Einstein is a large lunar impact crater that lies along the western limb of the Moon, which makes it difficult to observe from the Earth. The visibility of this formation is subject to libration effects, but even under the best conditions not much detail can be observed except from lunar orbit. Nearby craters of note include Moseley just to the north, Dalton along the eastern rim, Vasco da Gama just to the southeast, and Bohr to the south-southeast. The formation Vallis Bohr is visible to the south.

This formation dates to the Pre-Nectarian period of the lunar geologic timescale. The outer rim of this walled plain has been strongly degraded by many smaller impacts. Along the northeast rim is an impact with a high albedo skirt. Occupying the center of the interior floor is Einstein A, an impact crater with terraced inner walls and a central peak. The outer rampart of this concentric crater spreads across the interior floor, covering over half the diameter of Einstein. Several smaller craters also lie scattered across the floor, but there are sections of relatively flat surface in the southwest part of the floor. Two small craters on the west side have fractured floors. These are believed to be secondary craters from the Orientale impact to the south.

RECORD EXCERPTS —
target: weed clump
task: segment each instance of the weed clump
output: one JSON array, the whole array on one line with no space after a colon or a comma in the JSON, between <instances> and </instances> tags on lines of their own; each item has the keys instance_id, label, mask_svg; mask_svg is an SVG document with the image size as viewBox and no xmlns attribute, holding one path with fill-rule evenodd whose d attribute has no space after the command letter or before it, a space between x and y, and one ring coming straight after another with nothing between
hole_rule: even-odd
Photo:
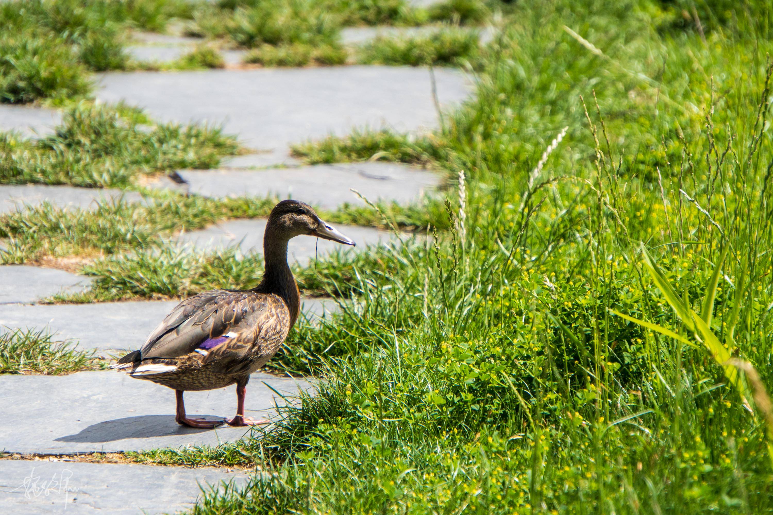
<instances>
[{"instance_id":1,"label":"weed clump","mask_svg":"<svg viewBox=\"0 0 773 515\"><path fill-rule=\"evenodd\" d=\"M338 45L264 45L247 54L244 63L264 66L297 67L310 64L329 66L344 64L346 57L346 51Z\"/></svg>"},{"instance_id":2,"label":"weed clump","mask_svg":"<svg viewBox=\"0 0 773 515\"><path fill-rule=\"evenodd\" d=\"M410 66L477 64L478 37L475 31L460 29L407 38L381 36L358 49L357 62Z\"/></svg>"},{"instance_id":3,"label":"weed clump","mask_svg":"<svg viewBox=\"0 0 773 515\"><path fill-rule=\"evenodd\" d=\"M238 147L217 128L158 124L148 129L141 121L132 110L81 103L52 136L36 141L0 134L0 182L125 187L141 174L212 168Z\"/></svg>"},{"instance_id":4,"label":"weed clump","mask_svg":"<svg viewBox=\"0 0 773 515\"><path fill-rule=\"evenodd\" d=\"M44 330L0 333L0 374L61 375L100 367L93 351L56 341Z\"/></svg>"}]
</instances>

EXPLORE THE MATERIAL —
1/ According to the passage on the Einstein crater, what occupies the center of the crater's interior floor?
2/ Carry on the passage about the Einstein crater from its last sentence.
The material above is separate and unrelated to the Einstein crater passage.

TASK-BY-TASK ANSWERS —
1/ Einstein A, an impact crater with terraced inner walls and a central peak.

2/
The widespread notion that this crater was discovered by Patrick Moore in 1939 is probably erroneous. In the middle of the 20th century Hugh Percy Wilkins designated the crater Caramuel to honor Juan Caramuel y Lobkowitz. The crater was known under this unofficial name for some time, but neither this name, nor almost all of Wilkins' other nomenclature, were adopted by the International Astronomical Union (IAU). In 1963 E. Whitaker and D.W.G. Arthur named this crater Einstein after German physicist Albert Einstein (1879–1955), and in 1964 this name was adopted by the IAU. Wilkins' map also contained a crater called Einstein, but it is a less prominent one – Simpelius D.

== Satellite craters ==

By convention these features are identified on lunar maps by placing the letter on the side of the crater midpoint that is closest to Einstein.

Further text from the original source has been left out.